=== Directions ===
In the part that opens with the line containing "tag the street lamp" and closes with the line containing "<point>753,410</point>", substitute "lamppost" for "street lamp" and leave everything else unchanged. Give only those lines.

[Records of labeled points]
====================
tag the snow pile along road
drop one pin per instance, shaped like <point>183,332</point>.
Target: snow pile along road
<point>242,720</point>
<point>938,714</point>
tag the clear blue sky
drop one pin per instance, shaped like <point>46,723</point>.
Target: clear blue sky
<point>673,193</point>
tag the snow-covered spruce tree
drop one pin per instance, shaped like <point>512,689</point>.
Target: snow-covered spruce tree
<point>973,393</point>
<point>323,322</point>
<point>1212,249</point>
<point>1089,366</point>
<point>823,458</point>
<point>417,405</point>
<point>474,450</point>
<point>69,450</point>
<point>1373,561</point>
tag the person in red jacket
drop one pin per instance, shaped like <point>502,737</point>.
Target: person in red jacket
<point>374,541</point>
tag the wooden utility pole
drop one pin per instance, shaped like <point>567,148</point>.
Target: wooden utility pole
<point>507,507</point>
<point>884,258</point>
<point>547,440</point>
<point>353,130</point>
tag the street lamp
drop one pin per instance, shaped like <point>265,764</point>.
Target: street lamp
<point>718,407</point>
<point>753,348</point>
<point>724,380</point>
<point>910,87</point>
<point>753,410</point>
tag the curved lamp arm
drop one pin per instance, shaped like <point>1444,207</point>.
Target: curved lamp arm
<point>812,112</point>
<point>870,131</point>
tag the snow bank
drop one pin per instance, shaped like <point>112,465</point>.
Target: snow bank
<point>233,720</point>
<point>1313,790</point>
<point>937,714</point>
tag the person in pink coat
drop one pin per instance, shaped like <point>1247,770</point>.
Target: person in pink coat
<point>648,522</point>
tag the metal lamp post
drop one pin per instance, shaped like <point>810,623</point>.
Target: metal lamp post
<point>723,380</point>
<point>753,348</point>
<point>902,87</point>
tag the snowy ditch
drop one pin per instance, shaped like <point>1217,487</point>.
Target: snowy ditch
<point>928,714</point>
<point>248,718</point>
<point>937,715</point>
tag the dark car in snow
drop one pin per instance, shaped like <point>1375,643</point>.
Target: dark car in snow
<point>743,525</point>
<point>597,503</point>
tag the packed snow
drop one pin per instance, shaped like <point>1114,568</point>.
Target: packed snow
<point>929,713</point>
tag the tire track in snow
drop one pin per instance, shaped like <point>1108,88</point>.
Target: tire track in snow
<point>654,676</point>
====================
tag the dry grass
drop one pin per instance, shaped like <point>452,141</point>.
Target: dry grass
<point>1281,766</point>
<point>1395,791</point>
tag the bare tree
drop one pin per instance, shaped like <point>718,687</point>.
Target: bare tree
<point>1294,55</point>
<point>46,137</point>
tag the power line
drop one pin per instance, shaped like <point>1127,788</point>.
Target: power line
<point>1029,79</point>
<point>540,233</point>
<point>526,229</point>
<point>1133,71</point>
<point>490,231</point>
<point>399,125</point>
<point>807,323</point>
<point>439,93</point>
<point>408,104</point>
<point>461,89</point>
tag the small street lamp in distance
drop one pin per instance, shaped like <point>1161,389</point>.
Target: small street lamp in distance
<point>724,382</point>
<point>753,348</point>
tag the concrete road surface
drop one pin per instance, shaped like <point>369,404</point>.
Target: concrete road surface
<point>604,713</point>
====================
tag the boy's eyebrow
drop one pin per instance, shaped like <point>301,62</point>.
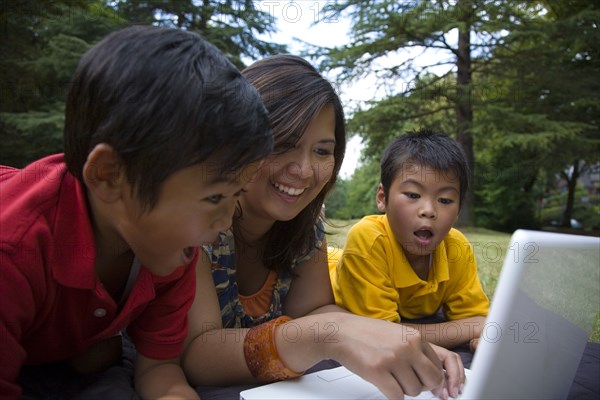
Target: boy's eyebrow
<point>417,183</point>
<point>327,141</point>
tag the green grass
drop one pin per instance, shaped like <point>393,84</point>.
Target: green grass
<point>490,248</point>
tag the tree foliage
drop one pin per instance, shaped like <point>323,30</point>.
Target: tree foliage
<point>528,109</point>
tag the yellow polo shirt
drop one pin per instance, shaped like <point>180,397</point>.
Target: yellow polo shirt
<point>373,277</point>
====================
=== Written answer ===
tag the lamppost
drop one pin per instance, shaped like <point>265,764</point>.
Target: lamppost
<point>718,407</point>
<point>753,348</point>
<point>724,380</point>
<point>910,87</point>
<point>753,410</point>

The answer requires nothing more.